Repeat all the items below, swapping every "marker" for "pin" and leaving everything else the same.

**** Dataset excerpts

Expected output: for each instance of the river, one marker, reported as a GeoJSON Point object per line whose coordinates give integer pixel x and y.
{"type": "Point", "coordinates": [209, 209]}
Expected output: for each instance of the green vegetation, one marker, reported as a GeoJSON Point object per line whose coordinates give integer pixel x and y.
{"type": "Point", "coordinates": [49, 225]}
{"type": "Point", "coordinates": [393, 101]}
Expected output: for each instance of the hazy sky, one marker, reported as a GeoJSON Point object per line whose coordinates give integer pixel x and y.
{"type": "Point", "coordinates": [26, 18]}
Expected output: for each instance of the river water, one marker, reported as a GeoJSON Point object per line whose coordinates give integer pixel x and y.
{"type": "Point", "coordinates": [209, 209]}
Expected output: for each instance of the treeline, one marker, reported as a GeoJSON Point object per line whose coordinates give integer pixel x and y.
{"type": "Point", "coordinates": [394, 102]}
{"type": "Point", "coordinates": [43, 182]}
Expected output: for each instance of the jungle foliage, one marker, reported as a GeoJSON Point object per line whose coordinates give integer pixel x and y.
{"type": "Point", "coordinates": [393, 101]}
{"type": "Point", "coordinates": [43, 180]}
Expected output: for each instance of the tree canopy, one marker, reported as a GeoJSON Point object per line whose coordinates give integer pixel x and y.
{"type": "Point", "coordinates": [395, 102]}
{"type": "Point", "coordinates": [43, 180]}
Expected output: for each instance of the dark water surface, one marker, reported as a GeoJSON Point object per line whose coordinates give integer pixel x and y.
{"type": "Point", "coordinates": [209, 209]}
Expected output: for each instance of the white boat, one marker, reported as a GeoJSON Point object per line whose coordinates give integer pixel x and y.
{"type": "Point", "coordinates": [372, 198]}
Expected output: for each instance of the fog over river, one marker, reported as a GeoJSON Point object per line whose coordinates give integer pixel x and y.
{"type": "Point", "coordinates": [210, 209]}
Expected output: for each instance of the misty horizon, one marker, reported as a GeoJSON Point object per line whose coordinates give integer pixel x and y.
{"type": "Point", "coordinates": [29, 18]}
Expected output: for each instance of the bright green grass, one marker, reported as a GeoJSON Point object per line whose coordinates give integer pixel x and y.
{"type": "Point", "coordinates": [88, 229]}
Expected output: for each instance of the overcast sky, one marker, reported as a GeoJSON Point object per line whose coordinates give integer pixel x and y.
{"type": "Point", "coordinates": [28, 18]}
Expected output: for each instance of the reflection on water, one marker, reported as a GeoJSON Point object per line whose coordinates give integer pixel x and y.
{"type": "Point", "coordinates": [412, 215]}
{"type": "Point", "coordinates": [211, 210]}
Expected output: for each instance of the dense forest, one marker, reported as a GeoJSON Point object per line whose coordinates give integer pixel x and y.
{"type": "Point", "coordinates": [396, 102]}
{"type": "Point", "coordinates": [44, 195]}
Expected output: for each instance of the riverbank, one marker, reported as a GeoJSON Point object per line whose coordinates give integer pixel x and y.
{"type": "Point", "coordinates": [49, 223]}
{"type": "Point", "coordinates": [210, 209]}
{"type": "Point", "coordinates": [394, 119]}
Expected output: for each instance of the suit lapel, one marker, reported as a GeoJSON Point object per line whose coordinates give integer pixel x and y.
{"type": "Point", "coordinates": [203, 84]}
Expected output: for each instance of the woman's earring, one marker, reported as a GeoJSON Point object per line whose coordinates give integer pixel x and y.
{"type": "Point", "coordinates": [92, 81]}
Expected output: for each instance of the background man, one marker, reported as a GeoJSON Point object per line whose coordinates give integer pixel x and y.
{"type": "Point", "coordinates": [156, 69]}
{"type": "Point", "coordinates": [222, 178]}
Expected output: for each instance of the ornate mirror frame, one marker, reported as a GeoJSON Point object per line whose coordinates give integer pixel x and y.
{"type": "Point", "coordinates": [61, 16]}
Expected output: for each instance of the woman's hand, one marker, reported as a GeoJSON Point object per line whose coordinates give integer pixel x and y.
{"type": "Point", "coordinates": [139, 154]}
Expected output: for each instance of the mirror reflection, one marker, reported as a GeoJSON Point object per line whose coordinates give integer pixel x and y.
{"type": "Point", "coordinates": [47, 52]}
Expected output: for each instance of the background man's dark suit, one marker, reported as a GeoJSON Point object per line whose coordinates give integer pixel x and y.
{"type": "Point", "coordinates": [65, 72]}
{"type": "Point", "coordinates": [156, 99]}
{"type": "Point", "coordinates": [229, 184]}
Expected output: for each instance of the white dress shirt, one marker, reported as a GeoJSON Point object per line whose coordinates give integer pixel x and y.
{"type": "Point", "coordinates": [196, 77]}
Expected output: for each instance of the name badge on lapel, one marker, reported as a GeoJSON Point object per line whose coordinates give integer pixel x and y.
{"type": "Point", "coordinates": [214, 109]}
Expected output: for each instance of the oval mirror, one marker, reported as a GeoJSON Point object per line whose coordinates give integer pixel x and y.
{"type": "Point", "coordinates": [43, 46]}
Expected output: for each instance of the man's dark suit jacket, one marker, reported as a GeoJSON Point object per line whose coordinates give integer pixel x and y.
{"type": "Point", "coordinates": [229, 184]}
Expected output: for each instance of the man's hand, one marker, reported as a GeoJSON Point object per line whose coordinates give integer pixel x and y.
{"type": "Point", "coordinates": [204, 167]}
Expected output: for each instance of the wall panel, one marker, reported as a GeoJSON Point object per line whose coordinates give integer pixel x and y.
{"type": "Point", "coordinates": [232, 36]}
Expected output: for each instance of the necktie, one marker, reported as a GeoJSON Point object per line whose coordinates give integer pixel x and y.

********

# The output
Expected output: for each instance of the river, one pin, reported as a GeoJSON Point object per line whose coordinates give integer pixel x and y.
{"type": "Point", "coordinates": [209, 209]}
Expected output: for each instance of the green vegetation, one pin, reported as a GeoJSON Point object per line whose coordinates give integer pixel x and y.
{"type": "Point", "coordinates": [49, 225]}
{"type": "Point", "coordinates": [393, 101]}
Expected output: for each instance of the hazy sky, one pin, reported as a GeoJSON Point object per line whose coordinates give integer pixel x and y.
{"type": "Point", "coordinates": [26, 18]}
Expected output: for each instance of the river water, one pin, reported as a GeoJSON Point object per line whose coordinates give integer pixel x and y.
{"type": "Point", "coordinates": [209, 209]}
Expected output: for each instance of the treeline, one pin, reported as a GeoJSON Point object per line whose coordinates give integer pixel x and y.
{"type": "Point", "coordinates": [394, 102]}
{"type": "Point", "coordinates": [43, 182]}
Expected output: for each instance of the jungle foliage, one pin, reported as a GeoJSON Point object per line whose coordinates give integer pixel x and y.
{"type": "Point", "coordinates": [393, 101]}
{"type": "Point", "coordinates": [43, 180]}
Expected output: for each instance of the tree canopy, one pin, reported as a GeoJSON Point object per line whose coordinates give integer pixel x and y.
{"type": "Point", "coordinates": [395, 102]}
{"type": "Point", "coordinates": [43, 180]}
Expected output: for each instance of the dark water surface, one pin, reported as a GeoJSON Point object per line whose coordinates give integer pixel x and y.
{"type": "Point", "coordinates": [209, 209]}
Expected output: for each instance of the white boat, one pin, reported as a GeoJSON Point object per line whose coordinates give integer pixel x and y.
{"type": "Point", "coordinates": [372, 198]}
Expected output: for each instance of the fog over river, one pin, reported as a GeoJSON Point object per line whose coordinates give integer pixel x and y.
{"type": "Point", "coordinates": [210, 209]}
Expected output: for each instance of the misty horizon, one pin, reported as a GeoJSON Point object per line whose coordinates give integer pixel x and y.
{"type": "Point", "coordinates": [29, 18]}
Expected output: for each instance of the bright green grass, one pin, reported as a GeoJSON Point object per line whose coordinates give integer pixel x and y.
{"type": "Point", "coordinates": [88, 229]}
Expected output: for each instance of the overcast sky, one pin, reported as a GeoJSON Point object per line whose coordinates give integer pixel x and y.
{"type": "Point", "coordinates": [28, 18]}
Expected output: for each instance of the reflection on water, one pin, reported as a GeoJSON Point object per line whose coordinates give integer pixel x and y.
{"type": "Point", "coordinates": [412, 215]}
{"type": "Point", "coordinates": [211, 210]}
Expected output: for each instance of the dense forest, one pin, reported as a GeoJSON Point object per line whose coordinates give integer pixel x and y.
{"type": "Point", "coordinates": [396, 102]}
{"type": "Point", "coordinates": [44, 195]}
Expected output: for each instance of the riverbank, one pin, reported as a GeoJSON Point object per line whose coordinates give integer pixel x and y.
{"type": "Point", "coordinates": [49, 223]}
{"type": "Point", "coordinates": [210, 209]}
{"type": "Point", "coordinates": [394, 119]}
Expected output: for each instance of the suit lapel, one pin, reported as a GeoJSON Point object per line whose coordinates give integer pixel x and y.
{"type": "Point", "coordinates": [203, 84]}
Expected output: for each instance of the woman's earring, one pin, reported as a GeoJSON Point object per line whose coordinates give integer pixel x and y.
{"type": "Point", "coordinates": [92, 81]}
Expected output: for each instance of the background man, one pin, reported as a GeoJSON Point object per line whose coordinates give integer pixel x and y.
{"type": "Point", "coordinates": [156, 69]}
{"type": "Point", "coordinates": [222, 178]}
Expected output: for each instance of the ornate mirror frame, one pin, reported as a GeoJSON Point object per line whose coordinates give integer pixel x and y.
{"type": "Point", "coordinates": [61, 16]}
Expected output: for each instance of the woman's hand, one pin, reported as a GeoJSON Point object per line whose coordinates give integer pixel x and y.
{"type": "Point", "coordinates": [139, 154]}
Expected output: for each instance of the mirror reflection, one pin, reported as a GeoJSON Point object per line whose coordinates give integer pixel x and y.
{"type": "Point", "coordinates": [47, 52]}
Expected output: for each instance of the background man's dark suit, one pin, reported as a GeoJSON Point object per line whose coordinates give integer pixel x and y.
{"type": "Point", "coordinates": [65, 72]}
{"type": "Point", "coordinates": [156, 99]}
{"type": "Point", "coordinates": [229, 184]}
Expected output: for each instance of the white dress shirt, one pin, reported as a GeoJSON Point object per line whose coordinates give integer pixel x and y.
{"type": "Point", "coordinates": [196, 77]}
Expected output: for each instance of the name badge on lapel, one pin, reported as a GeoJSON Point object per line whose coordinates give integer pixel x and y.
{"type": "Point", "coordinates": [214, 109]}
Expected output: for each instance of the oval mirror, one pin, reported as a GeoJSON Point object per line whose coordinates give integer pixel x and y.
{"type": "Point", "coordinates": [43, 46]}
Expected output: for each instance of the man's dark suit jacket, one pin, reported as a GeoJSON Point object per line whose coordinates give integer pixel x and y.
{"type": "Point", "coordinates": [229, 184]}
Expected output: for each instance of the man's hand, one pin, reported as a GeoJSON Point object per line whose coordinates give integer pixel x and y.
{"type": "Point", "coordinates": [204, 167]}
Expected output: for each instance of the wall panel, one pin, reported as a GeoJSON Point object per line whose coordinates give integer pixel x and y.
{"type": "Point", "coordinates": [232, 36]}
Expected output: for each instance of the necktie, one pin, reported as a GeoJSON Point object per line whose coordinates give integer pixel x and y.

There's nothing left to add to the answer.